Stored records —
---------------

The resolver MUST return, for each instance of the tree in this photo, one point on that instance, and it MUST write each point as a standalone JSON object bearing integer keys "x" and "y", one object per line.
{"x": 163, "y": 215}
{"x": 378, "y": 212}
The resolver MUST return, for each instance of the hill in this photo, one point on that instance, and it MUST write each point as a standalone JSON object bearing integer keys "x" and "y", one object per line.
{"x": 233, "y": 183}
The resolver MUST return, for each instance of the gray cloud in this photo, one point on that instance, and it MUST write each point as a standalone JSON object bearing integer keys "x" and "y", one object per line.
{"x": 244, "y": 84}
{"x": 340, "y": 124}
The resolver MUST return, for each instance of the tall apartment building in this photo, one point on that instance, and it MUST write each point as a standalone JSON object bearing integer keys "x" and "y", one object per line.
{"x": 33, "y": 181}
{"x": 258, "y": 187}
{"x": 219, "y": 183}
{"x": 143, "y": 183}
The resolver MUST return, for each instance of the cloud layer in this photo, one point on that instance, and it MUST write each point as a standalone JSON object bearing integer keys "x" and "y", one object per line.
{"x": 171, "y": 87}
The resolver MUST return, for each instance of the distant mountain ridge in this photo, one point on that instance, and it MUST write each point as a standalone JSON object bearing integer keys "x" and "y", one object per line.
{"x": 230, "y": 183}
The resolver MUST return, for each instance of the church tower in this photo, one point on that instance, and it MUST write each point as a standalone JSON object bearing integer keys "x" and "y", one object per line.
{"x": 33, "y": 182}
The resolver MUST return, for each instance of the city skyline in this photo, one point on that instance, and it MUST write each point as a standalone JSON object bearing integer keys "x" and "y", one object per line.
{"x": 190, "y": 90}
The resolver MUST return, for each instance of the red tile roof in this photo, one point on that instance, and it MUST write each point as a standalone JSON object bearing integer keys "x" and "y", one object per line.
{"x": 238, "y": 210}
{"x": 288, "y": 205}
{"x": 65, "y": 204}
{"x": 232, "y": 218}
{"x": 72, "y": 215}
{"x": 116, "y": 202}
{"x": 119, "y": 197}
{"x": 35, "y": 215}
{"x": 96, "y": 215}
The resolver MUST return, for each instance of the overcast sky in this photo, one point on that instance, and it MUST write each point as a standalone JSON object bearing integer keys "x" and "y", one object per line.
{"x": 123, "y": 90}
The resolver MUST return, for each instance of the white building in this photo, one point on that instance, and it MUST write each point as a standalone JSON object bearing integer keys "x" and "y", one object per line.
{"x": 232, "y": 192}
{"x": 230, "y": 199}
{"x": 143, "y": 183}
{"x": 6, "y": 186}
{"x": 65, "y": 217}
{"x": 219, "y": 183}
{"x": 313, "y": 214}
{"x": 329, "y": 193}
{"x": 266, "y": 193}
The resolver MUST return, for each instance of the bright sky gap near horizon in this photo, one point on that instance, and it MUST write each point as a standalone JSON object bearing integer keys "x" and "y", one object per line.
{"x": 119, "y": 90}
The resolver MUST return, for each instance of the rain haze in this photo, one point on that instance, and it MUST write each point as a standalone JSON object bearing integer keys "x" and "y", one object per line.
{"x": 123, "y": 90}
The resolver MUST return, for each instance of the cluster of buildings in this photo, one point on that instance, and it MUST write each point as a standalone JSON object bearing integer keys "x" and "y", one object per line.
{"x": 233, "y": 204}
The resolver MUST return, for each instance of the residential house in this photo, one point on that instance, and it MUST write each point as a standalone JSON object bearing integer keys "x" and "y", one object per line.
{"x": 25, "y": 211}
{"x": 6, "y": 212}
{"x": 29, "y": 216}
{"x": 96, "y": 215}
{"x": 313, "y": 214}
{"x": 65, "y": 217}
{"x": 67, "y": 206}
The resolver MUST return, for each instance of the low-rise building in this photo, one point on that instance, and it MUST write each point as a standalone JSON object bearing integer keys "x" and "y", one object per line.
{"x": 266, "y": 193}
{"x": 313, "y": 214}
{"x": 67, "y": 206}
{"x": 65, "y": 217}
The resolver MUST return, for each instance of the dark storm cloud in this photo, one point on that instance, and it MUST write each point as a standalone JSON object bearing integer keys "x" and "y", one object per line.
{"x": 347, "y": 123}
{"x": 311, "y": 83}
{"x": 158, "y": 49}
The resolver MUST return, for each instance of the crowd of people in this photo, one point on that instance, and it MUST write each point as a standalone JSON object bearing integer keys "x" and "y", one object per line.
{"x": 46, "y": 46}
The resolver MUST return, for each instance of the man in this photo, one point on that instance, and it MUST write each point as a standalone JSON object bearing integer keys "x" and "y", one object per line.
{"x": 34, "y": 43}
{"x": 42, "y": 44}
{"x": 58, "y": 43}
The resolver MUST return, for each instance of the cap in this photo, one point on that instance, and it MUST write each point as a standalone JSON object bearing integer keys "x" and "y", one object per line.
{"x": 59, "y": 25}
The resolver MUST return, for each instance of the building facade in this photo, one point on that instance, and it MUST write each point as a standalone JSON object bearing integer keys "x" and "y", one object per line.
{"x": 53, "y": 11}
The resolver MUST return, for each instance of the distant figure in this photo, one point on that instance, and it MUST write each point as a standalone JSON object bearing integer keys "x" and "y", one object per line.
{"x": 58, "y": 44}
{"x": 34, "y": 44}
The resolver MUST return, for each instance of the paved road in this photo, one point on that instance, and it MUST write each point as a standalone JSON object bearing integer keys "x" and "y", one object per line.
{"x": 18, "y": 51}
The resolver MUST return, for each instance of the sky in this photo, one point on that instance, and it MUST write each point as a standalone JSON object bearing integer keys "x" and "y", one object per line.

---------------

Written task — Arrange every one of the records above as a numbered list, omitting any blank lines.

Exercise answer —
1. The resolver MUST return, for each instance of the tree in this photo, one point on that instance, and it MUST write each point as a standalone JSON object bearing integer keys "x" and "y", one object per line.
2. {"x": 163, "y": 215}
3. {"x": 378, "y": 212}
4. The resolver MUST return, for each instance of the hill in this photo, one point on that instance, and it MUST write each point as a standalone JSON object bearing integer keys "x" and "y", one object per line.
5. {"x": 233, "y": 183}
6. The resolver MUST return, for each instance of the gray cloud in this photo, one point on that instance, and it MUST write each point as a standalone JSON object bearing integer keys "x" and "y", one object per line.
7. {"x": 244, "y": 84}
8. {"x": 340, "y": 124}
9. The resolver MUST return, for each instance of the tall apartment building in this photo, one point on that instance, and it MUST write each point as a standalone JSON object bearing integer keys "x" and "y", one object per line.
10. {"x": 33, "y": 181}
11. {"x": 258, "y": 187}
12. {"x": 219, "y": 183}
13. {"x": 143, "y": 183}
14. The resolver MUST return, for each instance of the cloud layer in this photo, one point on that instance, and it MUST write each point as a standalone JSON object bearing integer keys "x" and "y", one object per line.
15. {"x": 171, "y": 87}
16. The resolver MUST return, for each instance of the distant mountain ridge in this photo, one point on that instance, and it MUST write each point as a standalone JSON object bearing integer keys "x" and "y", one object per line.
17. {"x": 230, "y": 183}
18. The resolver MUST return, for each instance of the church tower in this photo, one point on that instance, and it MUST write each point as a standalone JSON object bearing integer keys "x" and "y", one object per line.
19. {"x": 33, "y": 182}
20. The resolver MUST return, for each instance of the city skyline in this photo, one point on that instance, and it MUST write each point as a standalone JSON object bearing integer keys "x" and "y", one object per line.
21. {"x": 190, "y": 90}
22. The resolver MUST return, for each instance of the red tile roof in this photo, one point on that instance, and it MUST write each point as a standalone JSON object bearing integer keys "x" and "y", one object per line.
23. {"x": 238, "y": 210}
24. {"x": 288, "y": 205}
25. {"x": 65, "y": 204}
26. {"x": 232, "y": 218}
27. {"x": 72, "y": 215}
28. {"x": 116, "y": 202}
29. {"x": 119, "y": 197}
30. {"x": 35, "y": 215}
31. {"x": 96, "y": 215}
32. The resolver MUST return, for each instance of the overcast sky in this photo, one point on that instance, and it MUST write each point as a standalone JSON object bearing integer keys "x" and "y", one object per line.
33. {"x": 123, "y": 90}
34. The resolver MUST return, for each instance of the white building in this photo, one point on that instance, and it MUST write each point as a standalone JSON object bearing integer keys "x" and "y", one object per line.
35. {"x": 232, "y": 192}
36. {"x": 230, "y": 199}
37. {"x": 143, "y": 183}
38. {"x": 6, "y": 186}
39. {"x": 65, "y": 217}
40. {"x": 219, "y": 183}
41. {"x": 313, "y": 214}
42. {"x": 329, "y": 193}
43. {"x": 266, "y": 193}
44. The resolver MUST return, for each instance of the bright sky gap near horizon in this photo, one point on that instance, and it MUST write each point as a standalone JSON object bearing integer keys "x" and "y", one object per line.
45. {"x": 119, "y": 90}
46. The resolver MUST return, for each instance of the rain haze in this photo, one point on that instance, and it MUST write each point as a standalone JSON object bearing integer keys "x" and "y", one object per line.
47. {"x": 123, "y": 90}
48. The resolver MUST return, for each instance of the cluster of buildings in this photo, one point on that instance, and it MUST write each point as a standalone JSON object bearing integer keys "x" and "y", one object per line.
49. {"x": 233, "y": 204}
50. The resolver MUST return, for each instance of the residential house in this photo, one point on that instance, and it MUST write each point as a standalone JSON object bearing integer keys "x" and "y", one object per line.
51. {"x": 25, "y": 211}
52. {"x": 6, "y": 212}
53. {"x": 29, "y": 216}
54. {"x": 96, "y": 215}
55. {"x": 313, "y": 214}
56. {"x": 65, "y": 217}
57. {"x": 67, "y": 206}
58. The resolver MUST return, for each instance of the low-rise building in this photo, one point on that instance, and it MUST write each point as a standalone JSON object bearing integer keys "x" and "y", one object per line.
59. {"x": 266, "y": 193}
60. {"x": 313, "y": 214}
61. {"x": 67, "y": 206}
62. {"x": 65, "y": 217}
63. The resolver MUST return, for each instance of the dark storm cloud in this photo, one point on that instance, and it MUST write each point as a standalone JSON object bearing integer keys "x" and "y", one object per line.
64. {"x": 347, "y": 123}
65. {"x": 311, "y": 83}
66. {"x": 158, "y": 49}
67. The resolver MUST return, for each instance of the crowd of people in this photo, one point on that instance, and it MUST write each point as a standalone JSON object bearing integer keys "x" and "y", one object per line.
68. {"x": 46, "y": 46}
69. The resolver MUST return, for each instance of the man in this photo, one point on that instance, and it MUST write each point as a standalone JSON object bearing integer keys "x" and "y", one object per line.
70. {"x": 34, "y": 43}
71. {"x": 42, "y": 44}
72. {"x": 58, "y": 43}
73. The resolver MUST return, for each instance of the cap in this photo, one point on that instance, and it MUST write each point as a standalone JSON object bearing integer keys "x" and "y", one object per line.
74. {"x": 59, "y": 25}
75. The resolver MUST return, for each instance of the building facade in this photo, one point on that instance, and it MUST write each point as a standalone JSON object bearing integer keys "x" and "y", one object per line.
76. {"x": 53, "y": 11}
77. The resolver MUST return, for each instance of the distant figure in this photo, one point on that instance, and it MUST write each point as a standalone JSON object bearing integer keys "x" and "y", one object per line.
78. {"x": 58, "y": 44}
79. {"x": 34, "y": 44}
80. The resolver MUST return, for each instance of the paved road in this photo, one point on that instance, and it MUST write each point as a standalone JSON object bearing integer keys "x" and "y", one object per line.
81. {"x": 18, "y": 51}
82. The resolver MUST return, for each instance of the sky in this photo, one point on that instance, and it MUST write each point as a standalone JSON object bearing integer keys "x" and "y", one object per line.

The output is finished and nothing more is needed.